RECORDS PROVIDED

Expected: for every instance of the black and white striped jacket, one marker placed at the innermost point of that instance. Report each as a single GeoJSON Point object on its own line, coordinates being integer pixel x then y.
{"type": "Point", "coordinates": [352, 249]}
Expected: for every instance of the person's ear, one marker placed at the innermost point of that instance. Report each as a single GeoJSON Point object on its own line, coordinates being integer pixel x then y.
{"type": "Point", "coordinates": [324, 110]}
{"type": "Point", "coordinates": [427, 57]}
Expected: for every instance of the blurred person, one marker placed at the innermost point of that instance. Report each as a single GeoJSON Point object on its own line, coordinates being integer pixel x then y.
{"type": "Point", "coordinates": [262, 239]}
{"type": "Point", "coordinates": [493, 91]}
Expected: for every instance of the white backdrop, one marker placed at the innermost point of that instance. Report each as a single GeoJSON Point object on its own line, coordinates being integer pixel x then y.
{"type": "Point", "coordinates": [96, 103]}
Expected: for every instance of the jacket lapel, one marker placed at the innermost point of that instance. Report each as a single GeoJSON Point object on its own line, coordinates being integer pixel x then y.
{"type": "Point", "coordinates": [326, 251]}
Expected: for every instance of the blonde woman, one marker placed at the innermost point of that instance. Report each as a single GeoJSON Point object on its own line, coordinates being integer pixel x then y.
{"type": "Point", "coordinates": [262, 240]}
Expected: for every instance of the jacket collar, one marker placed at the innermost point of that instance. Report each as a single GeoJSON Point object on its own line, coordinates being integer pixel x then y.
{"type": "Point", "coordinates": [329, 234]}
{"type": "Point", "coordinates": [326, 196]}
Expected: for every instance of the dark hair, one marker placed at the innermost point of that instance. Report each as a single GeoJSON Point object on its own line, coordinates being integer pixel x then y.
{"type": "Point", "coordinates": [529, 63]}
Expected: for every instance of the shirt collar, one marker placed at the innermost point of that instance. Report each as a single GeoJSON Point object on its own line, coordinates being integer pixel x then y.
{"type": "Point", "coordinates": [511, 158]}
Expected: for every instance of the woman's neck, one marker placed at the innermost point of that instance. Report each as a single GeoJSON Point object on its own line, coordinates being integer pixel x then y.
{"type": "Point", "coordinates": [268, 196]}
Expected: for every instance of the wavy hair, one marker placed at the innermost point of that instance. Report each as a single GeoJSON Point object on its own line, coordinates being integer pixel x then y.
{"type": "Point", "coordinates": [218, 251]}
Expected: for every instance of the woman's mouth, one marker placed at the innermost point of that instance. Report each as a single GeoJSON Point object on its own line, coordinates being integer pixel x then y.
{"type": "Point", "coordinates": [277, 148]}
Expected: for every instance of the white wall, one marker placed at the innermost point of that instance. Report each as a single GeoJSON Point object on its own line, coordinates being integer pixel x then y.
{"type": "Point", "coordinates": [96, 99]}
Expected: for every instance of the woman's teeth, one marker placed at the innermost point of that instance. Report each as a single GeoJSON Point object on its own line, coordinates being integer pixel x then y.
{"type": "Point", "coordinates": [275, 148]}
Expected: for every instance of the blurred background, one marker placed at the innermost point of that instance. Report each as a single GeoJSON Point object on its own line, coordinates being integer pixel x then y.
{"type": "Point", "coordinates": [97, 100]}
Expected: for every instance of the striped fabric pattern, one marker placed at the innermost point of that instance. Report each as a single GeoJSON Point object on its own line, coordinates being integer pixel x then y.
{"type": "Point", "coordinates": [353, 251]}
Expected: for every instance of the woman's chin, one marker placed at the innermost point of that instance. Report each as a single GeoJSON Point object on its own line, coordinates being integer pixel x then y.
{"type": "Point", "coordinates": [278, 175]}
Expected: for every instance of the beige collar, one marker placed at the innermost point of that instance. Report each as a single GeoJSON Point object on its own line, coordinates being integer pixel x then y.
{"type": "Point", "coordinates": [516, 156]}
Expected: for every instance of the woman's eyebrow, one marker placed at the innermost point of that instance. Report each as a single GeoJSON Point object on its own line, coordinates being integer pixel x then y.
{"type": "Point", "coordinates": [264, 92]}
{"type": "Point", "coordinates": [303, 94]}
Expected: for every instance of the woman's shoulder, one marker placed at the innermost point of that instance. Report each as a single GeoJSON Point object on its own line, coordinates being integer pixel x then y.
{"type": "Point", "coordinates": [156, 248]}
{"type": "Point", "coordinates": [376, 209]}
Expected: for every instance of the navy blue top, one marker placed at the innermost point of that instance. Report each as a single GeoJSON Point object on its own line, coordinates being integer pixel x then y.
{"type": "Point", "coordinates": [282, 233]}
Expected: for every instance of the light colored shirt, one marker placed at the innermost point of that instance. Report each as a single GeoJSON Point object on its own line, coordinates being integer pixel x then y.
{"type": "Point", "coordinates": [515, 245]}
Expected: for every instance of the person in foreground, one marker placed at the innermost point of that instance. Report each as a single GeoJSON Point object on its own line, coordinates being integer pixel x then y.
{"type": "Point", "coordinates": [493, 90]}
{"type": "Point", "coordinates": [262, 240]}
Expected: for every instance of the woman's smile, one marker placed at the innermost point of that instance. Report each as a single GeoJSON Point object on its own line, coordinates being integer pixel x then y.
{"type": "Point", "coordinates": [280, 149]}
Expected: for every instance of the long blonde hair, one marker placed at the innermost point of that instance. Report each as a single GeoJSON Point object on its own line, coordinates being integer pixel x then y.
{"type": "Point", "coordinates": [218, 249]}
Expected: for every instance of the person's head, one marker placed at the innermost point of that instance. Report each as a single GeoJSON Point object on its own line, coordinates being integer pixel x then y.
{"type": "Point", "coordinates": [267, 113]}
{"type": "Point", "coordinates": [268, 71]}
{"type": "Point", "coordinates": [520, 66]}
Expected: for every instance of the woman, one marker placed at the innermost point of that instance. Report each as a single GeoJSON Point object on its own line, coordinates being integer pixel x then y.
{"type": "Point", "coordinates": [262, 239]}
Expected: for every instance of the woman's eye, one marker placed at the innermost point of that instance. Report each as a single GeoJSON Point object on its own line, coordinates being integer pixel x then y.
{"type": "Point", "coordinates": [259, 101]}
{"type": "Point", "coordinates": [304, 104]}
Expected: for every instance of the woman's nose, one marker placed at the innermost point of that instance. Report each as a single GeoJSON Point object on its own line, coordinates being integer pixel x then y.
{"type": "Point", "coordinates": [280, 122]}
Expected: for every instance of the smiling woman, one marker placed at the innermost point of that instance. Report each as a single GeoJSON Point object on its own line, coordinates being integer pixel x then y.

INSTRUCTIONS FOR THE TASK
Send back all the records above word for word.

RESULT BELOW
Expected: for every instance of the black and white striped jacket, one marker placed at the innermost point of that instance. Report each as a single GeoJSON Point object on its own line, coordinates being integer pixel x then y.
{"type": "Point", "coordinates": [352, 249]}
Expected: for every instance of the person's ear, one marker placed at the innermost point of that instance. Report each as a single GeoJSON Point object on its own line, coordinates being integer pixel x then y.
{"type": "Point", "coordinates": [324, 110]}
{"type": "Point", "coordinates": [427, 57]}
Expected: for every instance of the blurred person, one marker placed at the innermost point of that instance. Report each as a single GeoJSON Point object on its own line, coordinates being integer pixel x then y.
{"type": "Point", "coordinates": [262, 239]}
{"type": "Point", "coordinates": [493, 91]}
Expected: for every instance of the white backdrop, one marker placed at the innermost point of that instance. Report each as a single GeoJSON Point object on its own line, coordinates being integer pixel x then y.
{"type": "Point", "coordinates": [96, 103]}
Expected: for every instance of the jacket lapel, one marker placed at the innermost point of that instance. Report each as a single GeoJSON Point object on its own line, coordinates being integer pixel x then y.
{"type": "Point", "coordinates": [326, 251]}
Expected: for every instance of the blonde woman, one marker placed at the innermost point of that instance. Report each as a single GeoJSON Point object on its own line, coordinates being integer pixel x then y.
{"type": "Point", "coordinates": [262, 240]}
Expected: for every instance of the jacket collar, one marker placed at the innermost point of that instance. Report each as a single GeoJSON Point object on its own line, coordinates being integer pixel x then y.
{"type": "Point", "coordinates": [329, 234]}
{"type": "Point", "coordinates": [326, 196]}
Expected: for every instance of the dark hair, one marker placed at the innermost point of that instance. Report each as a single GeoJSON Point object on its own line, coordinates being integer pixel x then y.
{"type": "Point", "coordinates": [529, 63]}
Expected: for every instance of the shirt collar, one marker placed at the innermost point of that instance. Report each as a single GeoJSON Point object on its own line, coordinates being integer pixel x then y.
{"type": "Point", "coordinates": [511, 158]}
Expected: for every instance of the woman's neck, one marker placed at the innermost point of that instance. Report each as a single GeoJSON Point object on its own line, coordinates being integer pixel x then y.
{"type": "Point", "coordinates": [268, 196]}
Expected: for every instance of the wavy hair, one marker placed at the innermost point of that instance. Report each as a single GeoJSON Point object on its own line, coordinates being integer pixel x then y.
{"type": "Point", "coordinates": [218, 251]}
Expected: for every instance of the woman's mouth, one marker placed at the innermost point of that instance. Report each as a single GeoJSON Point object on its own line, coordinates being integer pixel x then y.
{"type": "Point", "coordinates": [277, 148]}
Expected: for every instance of the white wall, one marker placed at the innermost point of that instance. Report each as a single GeoJSON Point object on its own line, coordinates being integer pixel x then y.
{"type": "Point", "coordinates": [96, 99]}
Expected: for every instance of the woman's teeth, one marker placed at the innermost point of that instance. Report each as a single GeoJSON Point object on its own line, coordinates being integer pixel x then y.
{"type": "Point", "coordinates": [275, 148]}
Expected: for every instance of the blurred background, one marker placed at the innermost point of that instance. Report each as a single GeoJSON Point object on its own line, coordinates being integer pixel x then y.
{"type": "Point", "coordinates": [97, 100]}
Expected: for every instance of the striped fabric pattern, one marker placed at the innermost point of that instance. Report each as a single GeoJSON Point object on its own line, coordinates being integer pixel x then y.
{"type": "Point", "coordinates": [353, 251]}
Expected: for every instance of the woman's chin, one marker placed at the innermost point of that instance. Report each as a single GeoJSON Point object on its own line, coordinates being integer pixel x then y.
{"type": "Point", "coordinates": [278, 175]}
Expected: for every instance of the beige collar, one marker placed at the innermost point of that instance. Report each as a single GeoJSON Point object on its own line, coordinates being integer pixel x then y.
{"type": "Point", "coordinates": [516, 156]}
Expected: for every instance of the woman's eyebrow, one marker placed at the innermost point of that instance. Report each as a single GeoJSON Point object on its own line, coordinates being integer pixel x then y.
{"type": "Point", "coordinates": [264, 92]}
{"type": "Point", "coordinates": [303, 94]}
Expected: for every instance of the woman's shoulder, one marker placed at the innermost point of that instance. Report each as a single GeoJSON Point object on its own line, coordinates being integer pixel x then y.
{"type": "Point", "coordinates": [156, 248]}
{"type": "Point", "coordinates": [376, 209]}
Expected: for every instance of the navy blue top, one marker placed at the innermost point of that instance. Report each as a single GeoJSON Point object on its own line, coordinates being integer pixel x then y.
{"type": "Point", "coordinates": [282, 233]}
Expected: for every instance of the light colored shirt, one marker placed at the innermost point of that instance. Report each as a single GeoJSON Point object on its own line, coordinates being integer pixel x then y.
{"type": "Point", "coordinates": [515, 245]}
Expected: for every instance of the person in foreground, one marker placed at the innermost point of that instance. Report each as a single GeoJSON Point object on its own line, coordinates being integer pixel x then y.
{"type": "Point", "coordinates": [493, 90]}
{"type": "Point", "coordinates": [262, 240]}
Expected: for every instance of the woman's smile, one marker placed at the innermost point of that instance. Report each as a single GeoJSON Point object on its own line, coordinates being integer pixel x then y.
{"type": "Point", "coordinates": [280, 149]}
Expected: for every instance of the long blonde hair, one marker placed at the innermost point of that instance. Report each as a single GeoJSON Point object on its own line, coordinates being integer pixel x then y.
{"type": "Point", "coordinates": [218, 249]}
Expected: for every instance of the person's head, one marker placed at the innermost point of that instance. Report each as a single GeoJSON Point object on its own line, coordinates being integer pixel x then y.
{"type": "Point", "coordinates": [267, 113]}
{"type": "Point", "coordinates": [268, 71]}
{"type": "Point", "coordinates": [520, 66]}
Expected: for every instance of the woman, one marker placed at the innermost point of that instance. Report each as a single GeoJSON Point object on its own line, coordinates being integer pixel x then y.
{"type": "Point", "coordinates": [262, 239]}
Expected: for every instance of the woman's eye, one marker placed at the innermost point of that instance. Report each as a single GeoJSON Point object on its own line, coordinates being integer pixel x then y.
{"type": "Point", "coordinates": [259, 101]}
{"type": "Point", "coordinates": [304, 104]}
Expected: for every instance of the woman's nose, one marker placed at the innermost point of that instance. Report each as a single GeoJSON Point object on its own line, coordinates being integer pixel x then y.
{"type": "Point", "coordinates": [280, 122]}
Expected: for every instance of the smiling woman, one marker placed at the innermost point of that instance. Report each as a single GeoJSON Point object on its own line, coordinates being integer pixel x then y.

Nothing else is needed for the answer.